● **指示 A**
ドラえもんのあらすじで、ジャイアンの先祖はヨロイと引き換えに何を受け取りましたか。
● **指示 B**
ドラえもんのあらすじを、最後の文の次から書き継いでください。

そこでドラえもんは一計を案じる。のび作とのび太は同じ顔なので、入れ替わって代わりに手柄を立ててやればいいと言い出す。するとのび太は「やだやだおっかねえ」と、さすがはのび作の子孫という反応を示す。


そこに今度はジャイアンと瓜二つのよろい姿の男が通りかかる。ドラえもんたちは彼のヨロイを貸してくれと頼むがすぐに拒否。この村一番の強さを自認しており、これからいくさで手柄を立てに行くのだと言う。

ところがのび太がビー玉を落として、それを宝物だと思ったジャイアン(先祖)は、あっさりビー玉とヨロイを交換してくれる。郷田家はこの頃から物欲が強かったようである。


いくさにのび太が参戦する。怖がるのび太にドラえもんは「とうめいマント」「タケコプター」「スーパー手ぶくろ」の三点セットを用意し、これで適当にやれという。ちなみに「スーパー手ぶくろ」は、本作とほぼ同時に描かれた『白ゆりのような女の子』にも登場させている。

● **元の記録**
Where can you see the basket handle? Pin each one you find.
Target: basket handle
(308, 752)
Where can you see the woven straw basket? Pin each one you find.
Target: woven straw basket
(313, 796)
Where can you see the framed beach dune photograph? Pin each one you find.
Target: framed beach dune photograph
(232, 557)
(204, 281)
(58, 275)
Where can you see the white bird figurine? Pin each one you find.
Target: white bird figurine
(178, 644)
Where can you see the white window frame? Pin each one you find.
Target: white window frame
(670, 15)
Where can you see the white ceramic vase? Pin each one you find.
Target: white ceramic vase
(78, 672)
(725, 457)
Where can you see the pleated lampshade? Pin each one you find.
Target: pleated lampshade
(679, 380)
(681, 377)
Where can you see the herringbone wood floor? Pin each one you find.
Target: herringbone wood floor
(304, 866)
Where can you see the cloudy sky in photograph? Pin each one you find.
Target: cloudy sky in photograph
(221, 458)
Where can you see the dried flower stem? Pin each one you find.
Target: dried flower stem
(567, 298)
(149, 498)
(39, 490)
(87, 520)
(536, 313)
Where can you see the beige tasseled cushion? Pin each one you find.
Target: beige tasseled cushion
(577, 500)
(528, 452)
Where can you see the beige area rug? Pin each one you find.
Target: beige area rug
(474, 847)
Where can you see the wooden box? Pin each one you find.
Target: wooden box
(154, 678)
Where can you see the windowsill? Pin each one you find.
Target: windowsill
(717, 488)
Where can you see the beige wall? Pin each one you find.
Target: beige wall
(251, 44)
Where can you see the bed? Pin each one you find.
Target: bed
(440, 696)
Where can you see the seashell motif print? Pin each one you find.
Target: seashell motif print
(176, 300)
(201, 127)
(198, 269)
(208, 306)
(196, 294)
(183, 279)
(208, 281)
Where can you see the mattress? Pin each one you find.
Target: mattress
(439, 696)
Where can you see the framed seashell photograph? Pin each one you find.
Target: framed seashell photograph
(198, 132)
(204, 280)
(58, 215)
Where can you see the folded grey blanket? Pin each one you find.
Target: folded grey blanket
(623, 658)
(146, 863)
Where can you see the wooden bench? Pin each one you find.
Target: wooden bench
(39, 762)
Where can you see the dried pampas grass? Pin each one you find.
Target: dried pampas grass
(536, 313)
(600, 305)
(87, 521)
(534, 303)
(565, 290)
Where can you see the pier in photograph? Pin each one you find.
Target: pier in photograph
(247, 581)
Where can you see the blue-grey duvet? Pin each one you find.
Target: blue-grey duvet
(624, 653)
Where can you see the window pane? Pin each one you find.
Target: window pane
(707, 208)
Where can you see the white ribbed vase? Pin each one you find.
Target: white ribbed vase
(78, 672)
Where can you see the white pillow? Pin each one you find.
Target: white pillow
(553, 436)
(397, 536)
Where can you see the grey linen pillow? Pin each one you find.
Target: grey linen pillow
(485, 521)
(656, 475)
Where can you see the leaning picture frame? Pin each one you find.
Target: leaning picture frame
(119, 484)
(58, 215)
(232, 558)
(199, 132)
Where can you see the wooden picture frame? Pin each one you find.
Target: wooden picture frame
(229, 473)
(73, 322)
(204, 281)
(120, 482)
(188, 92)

● **解答 A**
ビー玉

● **解答 B**
適当にやれと言われたのび太は、「どっちの味方をすればいいの? 正しい方を助けなきゃ」と至極真っ当な質問をすると・・、ここでかの有名なドラえもんのセリフが飛び出す。

「どっちも自分が正しいと思っているよ。戦争なんてそんなもんだよ」

この達観したセリフ。見事に戦争の本質を表現している。そしてあまり注目されていないが、続けてのセリフも意義深い。

「手近の殿様を捕まえて、相手の殿様に渡せばいくさはおしまいさ」

このセリフでは、戦争を終わらせる最短の方法をサラッと語っている。戦争は長引けば長引くほど悲惨になっていくわけで、どっちも正しいと思っているような戦争ならば、早めに切り上げるのが得策という考え方である。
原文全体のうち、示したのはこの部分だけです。